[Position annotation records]

============

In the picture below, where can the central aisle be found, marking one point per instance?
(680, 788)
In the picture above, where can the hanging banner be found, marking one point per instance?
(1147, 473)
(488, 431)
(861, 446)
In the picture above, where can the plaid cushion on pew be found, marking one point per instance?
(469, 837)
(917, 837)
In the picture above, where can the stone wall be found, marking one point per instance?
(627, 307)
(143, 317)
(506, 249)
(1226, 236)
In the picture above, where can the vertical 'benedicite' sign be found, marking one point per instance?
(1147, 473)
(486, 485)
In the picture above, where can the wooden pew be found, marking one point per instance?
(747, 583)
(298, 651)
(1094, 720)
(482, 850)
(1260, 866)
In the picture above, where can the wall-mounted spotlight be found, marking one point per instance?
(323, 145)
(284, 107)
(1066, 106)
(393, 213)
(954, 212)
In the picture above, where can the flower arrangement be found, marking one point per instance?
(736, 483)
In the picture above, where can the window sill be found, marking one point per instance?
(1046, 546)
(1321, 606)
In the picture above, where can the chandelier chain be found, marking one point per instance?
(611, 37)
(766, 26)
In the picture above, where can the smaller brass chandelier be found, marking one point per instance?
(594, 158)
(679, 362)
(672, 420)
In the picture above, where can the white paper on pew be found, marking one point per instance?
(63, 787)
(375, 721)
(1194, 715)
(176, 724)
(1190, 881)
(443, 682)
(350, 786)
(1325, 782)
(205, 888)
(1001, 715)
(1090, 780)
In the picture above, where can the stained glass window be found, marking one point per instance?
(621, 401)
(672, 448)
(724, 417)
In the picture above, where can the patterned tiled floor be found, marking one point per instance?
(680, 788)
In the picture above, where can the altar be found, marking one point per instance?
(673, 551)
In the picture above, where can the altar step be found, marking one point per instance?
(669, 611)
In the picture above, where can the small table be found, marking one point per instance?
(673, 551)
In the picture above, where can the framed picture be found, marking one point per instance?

============

**WHAT IS BEING ASKED:** Your task is to transcribe the material exactly.

**RESULT BELOW:**
In the picture below, where can the central aisle be found, marking one point per instance?
(680, 788)
In the picture above, where can the hanging banner be found, marking one point per instance?
(1147, 473)
(488, 431)
(861, 446)
In the picture above, where can the plaid cushion on pew be found, marking one point per instance?
(469, 837)
(917, 837)
In the picture above, where can the stone wall be found, marking one point per instance?
(627, 307)
(143, 317)
(506, 249)
(1226, 236)
In the picture above, where can the vertical 'benedicite' sign be found, marking one point per instance?
(1147, 473)
(486, 485)
In the picture above, where can the wooden pew be found, marking one point per instance?
(747, 583)
(298, 651)
(1094, 720)
(482, 850)
(1260, 866)
In the picture above, where can the wall-mounted spotlight be found, marking one point per instance?
(323, 145)
(284, 107)
(1066, 106)
(393, 213)
(954, 212)
In the picture above, where can the flower arrangement be found, marking one point per instance?
(736, 483)
In the picture above, where can the window sill be found, marking one point per instance?
(1046, 546)
(1321, 606)
In the picture above, where can the chandelier chain be found, marking one point per instance?
(611, 37)
(766, 26)
In the picture above, where can the smaller brass chandelier be found, marking one point per instance?
(594, 158)
(679, 362)
(672, 420)
In the picture above, where can the white paper on pew be found, marking one point per instance?
(63, 787)
(375, 721)
(1194, 715)
(176, 724)
(1190, 881)
(443, 682)
(350, 786)
(1325, 782)
(205, 888)
(1001, 715)
(1090, 780)
In the picture above, where can the stained glass window be found, marking one point per instance?
(621, 401)
(672, 448)
(724, 417)
In the picture above, where can the patterned tiled floor be found, marking one point per instance?
(680, 788)
In the picture above, where can the altar be found, marking one point per instance?
(673, 551)
In the picture above, where can the altar step be found, marking one point per instance?
(669, 611)
In the picture above, where can the small table be found, marking one point per instance?
(673, 551)
In the picture above, where can the framed picture be found, marking one point per instance?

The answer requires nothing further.